== Problem to work on ==
From the top of the records below, return each line exactly, ending with the line that contains "Target: framed black and white photograph".
####################
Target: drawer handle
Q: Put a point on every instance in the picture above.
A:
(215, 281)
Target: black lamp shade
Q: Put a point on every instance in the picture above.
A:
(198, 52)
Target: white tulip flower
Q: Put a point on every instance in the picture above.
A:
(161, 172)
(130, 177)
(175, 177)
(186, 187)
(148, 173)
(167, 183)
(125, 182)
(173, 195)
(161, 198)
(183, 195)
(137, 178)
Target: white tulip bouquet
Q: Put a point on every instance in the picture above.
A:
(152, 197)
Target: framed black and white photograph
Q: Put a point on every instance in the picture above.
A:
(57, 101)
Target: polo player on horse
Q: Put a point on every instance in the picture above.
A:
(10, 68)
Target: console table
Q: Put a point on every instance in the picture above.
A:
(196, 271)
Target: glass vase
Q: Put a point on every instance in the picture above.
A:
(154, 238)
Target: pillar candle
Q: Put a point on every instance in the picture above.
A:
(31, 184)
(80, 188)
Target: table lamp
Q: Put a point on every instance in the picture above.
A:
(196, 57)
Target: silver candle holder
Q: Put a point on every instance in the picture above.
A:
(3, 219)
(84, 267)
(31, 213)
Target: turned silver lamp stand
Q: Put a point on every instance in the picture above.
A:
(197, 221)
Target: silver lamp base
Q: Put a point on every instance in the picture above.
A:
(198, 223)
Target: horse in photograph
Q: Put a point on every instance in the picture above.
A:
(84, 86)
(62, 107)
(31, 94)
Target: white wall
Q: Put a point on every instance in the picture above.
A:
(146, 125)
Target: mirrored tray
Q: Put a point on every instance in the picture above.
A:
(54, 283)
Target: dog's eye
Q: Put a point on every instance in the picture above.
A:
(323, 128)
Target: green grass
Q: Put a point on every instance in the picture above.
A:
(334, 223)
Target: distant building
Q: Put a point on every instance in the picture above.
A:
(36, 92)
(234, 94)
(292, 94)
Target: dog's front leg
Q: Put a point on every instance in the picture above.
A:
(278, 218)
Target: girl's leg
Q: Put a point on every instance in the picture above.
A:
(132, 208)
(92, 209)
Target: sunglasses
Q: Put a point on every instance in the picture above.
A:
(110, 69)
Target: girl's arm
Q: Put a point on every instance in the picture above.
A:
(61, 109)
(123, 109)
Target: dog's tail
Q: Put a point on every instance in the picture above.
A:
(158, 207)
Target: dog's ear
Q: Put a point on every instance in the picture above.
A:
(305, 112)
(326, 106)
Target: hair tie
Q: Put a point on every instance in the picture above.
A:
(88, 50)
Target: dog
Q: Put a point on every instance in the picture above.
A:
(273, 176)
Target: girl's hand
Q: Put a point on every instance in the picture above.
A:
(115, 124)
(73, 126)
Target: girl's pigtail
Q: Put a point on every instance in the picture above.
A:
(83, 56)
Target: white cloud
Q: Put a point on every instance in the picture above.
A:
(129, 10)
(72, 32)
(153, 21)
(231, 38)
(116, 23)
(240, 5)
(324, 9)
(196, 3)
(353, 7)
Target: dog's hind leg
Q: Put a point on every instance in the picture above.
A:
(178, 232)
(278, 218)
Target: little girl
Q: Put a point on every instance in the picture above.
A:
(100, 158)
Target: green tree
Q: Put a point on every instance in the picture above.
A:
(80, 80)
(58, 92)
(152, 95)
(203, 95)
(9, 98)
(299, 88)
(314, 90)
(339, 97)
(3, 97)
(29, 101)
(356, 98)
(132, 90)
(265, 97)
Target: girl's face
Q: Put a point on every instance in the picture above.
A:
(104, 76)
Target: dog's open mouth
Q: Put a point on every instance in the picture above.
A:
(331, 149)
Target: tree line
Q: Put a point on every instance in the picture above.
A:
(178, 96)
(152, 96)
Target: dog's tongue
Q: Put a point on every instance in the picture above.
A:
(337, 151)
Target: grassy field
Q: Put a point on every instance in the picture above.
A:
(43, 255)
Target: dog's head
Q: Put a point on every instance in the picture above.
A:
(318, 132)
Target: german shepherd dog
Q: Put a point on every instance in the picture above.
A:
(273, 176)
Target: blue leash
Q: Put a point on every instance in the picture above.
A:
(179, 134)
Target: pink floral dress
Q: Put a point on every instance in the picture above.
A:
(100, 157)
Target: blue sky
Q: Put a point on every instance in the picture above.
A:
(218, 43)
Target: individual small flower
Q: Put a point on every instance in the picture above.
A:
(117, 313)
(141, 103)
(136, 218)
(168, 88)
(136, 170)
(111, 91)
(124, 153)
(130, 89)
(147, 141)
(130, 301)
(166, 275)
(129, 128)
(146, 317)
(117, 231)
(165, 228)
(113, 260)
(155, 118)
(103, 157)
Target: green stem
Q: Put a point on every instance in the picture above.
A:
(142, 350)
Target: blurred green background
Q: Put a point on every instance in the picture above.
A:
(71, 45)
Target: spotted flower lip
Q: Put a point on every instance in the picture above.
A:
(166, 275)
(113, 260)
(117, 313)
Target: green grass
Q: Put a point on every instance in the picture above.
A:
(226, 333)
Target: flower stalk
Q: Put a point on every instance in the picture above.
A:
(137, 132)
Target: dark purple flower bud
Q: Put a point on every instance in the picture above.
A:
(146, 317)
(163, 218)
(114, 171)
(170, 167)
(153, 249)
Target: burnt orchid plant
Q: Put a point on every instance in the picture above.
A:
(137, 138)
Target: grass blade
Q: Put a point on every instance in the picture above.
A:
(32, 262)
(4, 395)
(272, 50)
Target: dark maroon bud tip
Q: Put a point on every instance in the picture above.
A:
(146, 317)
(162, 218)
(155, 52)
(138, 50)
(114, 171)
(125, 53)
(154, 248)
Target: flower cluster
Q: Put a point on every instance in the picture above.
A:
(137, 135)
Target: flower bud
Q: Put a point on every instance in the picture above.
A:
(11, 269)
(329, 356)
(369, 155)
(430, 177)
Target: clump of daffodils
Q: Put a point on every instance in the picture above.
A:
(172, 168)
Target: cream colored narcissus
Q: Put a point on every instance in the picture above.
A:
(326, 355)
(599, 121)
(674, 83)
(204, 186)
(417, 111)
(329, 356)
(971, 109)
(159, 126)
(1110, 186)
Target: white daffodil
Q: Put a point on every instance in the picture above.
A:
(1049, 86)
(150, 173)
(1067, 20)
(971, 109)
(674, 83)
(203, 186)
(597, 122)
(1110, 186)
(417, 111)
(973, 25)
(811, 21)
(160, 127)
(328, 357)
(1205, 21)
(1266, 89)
####################
== Written response ==
Target: drawer handle
Q: Put a point on every instance in the picture above.
A:
(215, 281)
Target: black lamp shade
Q: Put a point on every instance in the picture above.
A:
(198, 52)
Target: white tulip flower
Q: Put a point on every instance in the picture above.
A:
(161, 172)
(130, 177)
(175, 177)
(186, 187)
(148, 173)
(167, 183)
(125, 182)
(173, 195)
(161, 198)
(183, 195)
(137, 178)
Target: white tulip bouquet
Q: Put a point on every instance in the picture above.
A:
(152, 197)
Target: framed black and white photograph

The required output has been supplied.